**Instructions:**
1. List every person and organization named in the article on Microsoft's Agile security guidelines.
2. In the article on Microsoft's Agile security guidelines, what share of technology industry professionals use Agile, according to Forrester?

Microsoft releases security guidelines for Agile

The company seeks to pass the security lessons it has learned to other developers

Microsoft will release on Tuesday guidelines for developers building online applications and for those utilizing the Agile code-development process.

The Agile guidelines apply principles from Microsoft's Security Development Lifecycle (SDL) to Agile, an umbrella term for a development model frequently used for Web-based applications released under short deadlines, called "sprints."

Microsoft adopted the SDL following the company's pledge in 2002 to build more secure code after several high-profile worms and other malicious software posed dangerous risks to its customers.

But the original SDL doesn't fit the Agile process. Agile differs in that developers have a set time in which to develop certain features, after which the application is immediately released in order to get customer feedback, said Bryan Sullivan, security program manager for Microsoft.

The SDL was originally designed for products, such as the Windows OS, that are non-iterative, meaning that there aren't frequent releases of the product that add just a feature or two.

However, all of the SDL requirements have been adopted for the Agile process, but implemented differently, Sullivan said. Agile is used by 85 percent of technology industry professionals, according to Forrester.

**Provided material:**
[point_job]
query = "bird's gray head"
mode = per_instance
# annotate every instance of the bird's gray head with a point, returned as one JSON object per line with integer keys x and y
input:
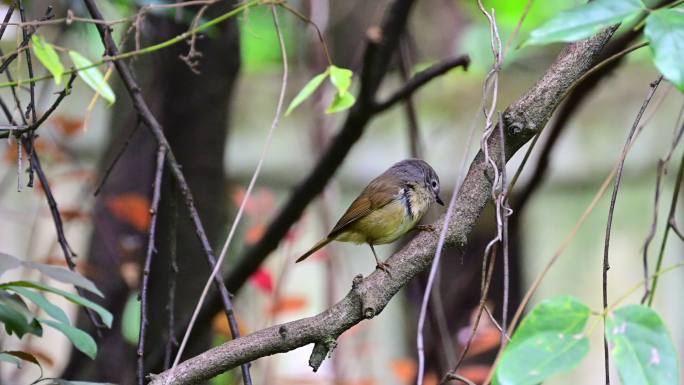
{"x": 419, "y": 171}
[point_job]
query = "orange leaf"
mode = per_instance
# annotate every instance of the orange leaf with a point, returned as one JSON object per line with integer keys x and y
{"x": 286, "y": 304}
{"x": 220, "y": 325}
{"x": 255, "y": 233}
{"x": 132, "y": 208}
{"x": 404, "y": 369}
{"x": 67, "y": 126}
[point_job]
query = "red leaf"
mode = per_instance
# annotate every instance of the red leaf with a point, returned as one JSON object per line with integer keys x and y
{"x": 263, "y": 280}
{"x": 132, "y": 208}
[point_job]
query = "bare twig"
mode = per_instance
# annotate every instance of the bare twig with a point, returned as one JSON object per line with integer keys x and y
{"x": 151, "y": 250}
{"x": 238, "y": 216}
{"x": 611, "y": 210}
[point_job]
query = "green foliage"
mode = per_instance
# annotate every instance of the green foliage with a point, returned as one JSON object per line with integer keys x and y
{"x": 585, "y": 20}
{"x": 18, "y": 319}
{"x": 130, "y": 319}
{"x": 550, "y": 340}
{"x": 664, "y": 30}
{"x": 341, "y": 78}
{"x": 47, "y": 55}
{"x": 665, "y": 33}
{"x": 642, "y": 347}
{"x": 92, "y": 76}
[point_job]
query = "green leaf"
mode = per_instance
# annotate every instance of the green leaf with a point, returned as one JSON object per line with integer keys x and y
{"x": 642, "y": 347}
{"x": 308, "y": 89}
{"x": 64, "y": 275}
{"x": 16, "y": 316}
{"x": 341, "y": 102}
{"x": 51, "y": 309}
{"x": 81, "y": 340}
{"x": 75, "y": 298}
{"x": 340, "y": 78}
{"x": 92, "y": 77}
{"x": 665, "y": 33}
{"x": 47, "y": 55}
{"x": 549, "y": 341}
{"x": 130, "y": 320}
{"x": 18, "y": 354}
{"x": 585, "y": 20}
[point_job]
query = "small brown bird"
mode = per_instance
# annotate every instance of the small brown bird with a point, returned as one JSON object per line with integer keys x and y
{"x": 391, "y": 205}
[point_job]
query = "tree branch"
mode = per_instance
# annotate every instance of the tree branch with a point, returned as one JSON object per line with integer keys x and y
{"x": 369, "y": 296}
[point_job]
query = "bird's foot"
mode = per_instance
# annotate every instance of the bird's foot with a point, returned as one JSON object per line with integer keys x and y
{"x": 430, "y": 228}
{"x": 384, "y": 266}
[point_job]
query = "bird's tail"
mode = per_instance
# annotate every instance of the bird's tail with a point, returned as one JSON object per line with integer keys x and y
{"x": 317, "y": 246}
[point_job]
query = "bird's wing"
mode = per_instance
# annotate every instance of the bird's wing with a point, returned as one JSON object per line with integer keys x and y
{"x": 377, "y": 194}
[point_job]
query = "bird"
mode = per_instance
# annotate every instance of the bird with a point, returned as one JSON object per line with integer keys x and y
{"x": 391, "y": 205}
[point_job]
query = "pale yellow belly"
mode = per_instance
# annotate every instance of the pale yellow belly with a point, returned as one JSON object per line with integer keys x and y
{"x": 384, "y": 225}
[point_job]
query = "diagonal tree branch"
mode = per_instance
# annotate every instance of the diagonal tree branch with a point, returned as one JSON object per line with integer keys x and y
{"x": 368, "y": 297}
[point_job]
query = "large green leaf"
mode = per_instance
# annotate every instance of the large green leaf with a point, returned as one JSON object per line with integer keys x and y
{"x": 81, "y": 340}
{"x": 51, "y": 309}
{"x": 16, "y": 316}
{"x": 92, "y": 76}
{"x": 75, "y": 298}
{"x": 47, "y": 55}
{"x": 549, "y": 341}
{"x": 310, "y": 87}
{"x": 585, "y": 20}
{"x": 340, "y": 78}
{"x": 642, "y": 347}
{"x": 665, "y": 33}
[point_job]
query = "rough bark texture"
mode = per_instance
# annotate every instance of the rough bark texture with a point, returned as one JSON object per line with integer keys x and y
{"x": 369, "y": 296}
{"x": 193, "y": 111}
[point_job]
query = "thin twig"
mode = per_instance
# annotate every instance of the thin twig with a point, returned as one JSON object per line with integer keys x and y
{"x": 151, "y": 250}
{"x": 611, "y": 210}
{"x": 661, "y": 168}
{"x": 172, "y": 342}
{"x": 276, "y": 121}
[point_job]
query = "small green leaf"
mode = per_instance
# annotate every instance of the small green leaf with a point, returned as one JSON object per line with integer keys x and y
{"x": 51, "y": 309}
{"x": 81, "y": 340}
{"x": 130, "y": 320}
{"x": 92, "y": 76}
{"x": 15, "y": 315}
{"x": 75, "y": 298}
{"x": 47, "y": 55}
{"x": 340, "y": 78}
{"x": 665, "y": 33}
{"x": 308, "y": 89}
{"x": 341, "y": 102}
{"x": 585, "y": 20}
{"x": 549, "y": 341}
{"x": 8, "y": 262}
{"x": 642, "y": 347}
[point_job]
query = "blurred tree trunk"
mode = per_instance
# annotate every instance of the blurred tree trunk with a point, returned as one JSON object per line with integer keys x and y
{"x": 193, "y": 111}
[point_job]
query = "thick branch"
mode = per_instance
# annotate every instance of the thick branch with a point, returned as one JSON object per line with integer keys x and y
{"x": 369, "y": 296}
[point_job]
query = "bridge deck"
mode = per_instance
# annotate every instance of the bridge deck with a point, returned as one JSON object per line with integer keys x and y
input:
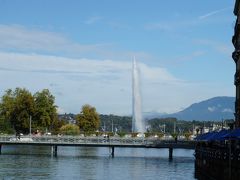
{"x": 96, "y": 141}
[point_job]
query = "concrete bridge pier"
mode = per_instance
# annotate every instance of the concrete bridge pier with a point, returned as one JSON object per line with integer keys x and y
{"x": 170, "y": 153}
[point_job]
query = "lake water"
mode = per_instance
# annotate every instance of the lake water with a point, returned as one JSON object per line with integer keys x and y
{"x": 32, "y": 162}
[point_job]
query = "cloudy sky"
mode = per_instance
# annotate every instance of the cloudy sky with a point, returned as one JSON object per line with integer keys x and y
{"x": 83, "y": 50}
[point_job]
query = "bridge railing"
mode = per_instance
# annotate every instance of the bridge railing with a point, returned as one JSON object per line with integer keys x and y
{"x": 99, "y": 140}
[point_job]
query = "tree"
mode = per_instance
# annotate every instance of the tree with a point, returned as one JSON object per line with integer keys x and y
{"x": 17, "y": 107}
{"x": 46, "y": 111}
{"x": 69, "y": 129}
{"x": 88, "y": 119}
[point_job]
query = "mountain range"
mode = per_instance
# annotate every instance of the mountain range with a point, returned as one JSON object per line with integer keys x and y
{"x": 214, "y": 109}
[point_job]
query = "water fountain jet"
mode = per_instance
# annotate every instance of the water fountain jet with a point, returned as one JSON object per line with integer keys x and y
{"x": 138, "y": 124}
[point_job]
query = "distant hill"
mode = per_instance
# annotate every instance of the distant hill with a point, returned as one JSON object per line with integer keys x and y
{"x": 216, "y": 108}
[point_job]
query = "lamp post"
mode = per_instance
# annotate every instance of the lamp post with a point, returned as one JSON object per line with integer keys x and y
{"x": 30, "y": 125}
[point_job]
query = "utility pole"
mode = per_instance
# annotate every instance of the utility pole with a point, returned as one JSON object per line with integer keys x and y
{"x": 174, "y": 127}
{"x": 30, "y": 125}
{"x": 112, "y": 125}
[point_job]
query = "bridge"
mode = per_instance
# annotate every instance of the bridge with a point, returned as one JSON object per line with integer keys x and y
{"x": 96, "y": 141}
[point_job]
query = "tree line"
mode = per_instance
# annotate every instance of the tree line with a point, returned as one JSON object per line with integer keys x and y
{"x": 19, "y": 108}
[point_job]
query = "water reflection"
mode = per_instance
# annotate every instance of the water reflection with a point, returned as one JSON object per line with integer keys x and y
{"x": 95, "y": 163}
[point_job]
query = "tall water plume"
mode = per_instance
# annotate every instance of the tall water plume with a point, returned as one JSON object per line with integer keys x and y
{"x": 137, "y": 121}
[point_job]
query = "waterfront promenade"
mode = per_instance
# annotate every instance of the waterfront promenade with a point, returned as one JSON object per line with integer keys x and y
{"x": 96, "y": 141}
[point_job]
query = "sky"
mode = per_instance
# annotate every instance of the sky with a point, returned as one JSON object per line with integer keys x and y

**Results by task:**
1. Microsoft, Bryan Sullivan, Forrester

2. 85 percent